▶

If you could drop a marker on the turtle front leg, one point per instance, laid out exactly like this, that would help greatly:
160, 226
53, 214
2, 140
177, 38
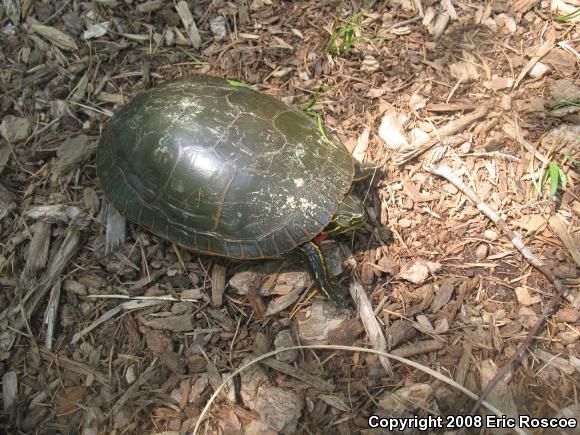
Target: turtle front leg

◀

**TASK ITEM:** The material is to be written out word for word, and the pictures are to be left out.

**TASK RESULT:**
If you could drop a marker on the turtle front leg, one point per instance, laid out exactly like this, that would help greatly:
160, 226
53, 214
2, 140
177, 38
Target: turtle front leg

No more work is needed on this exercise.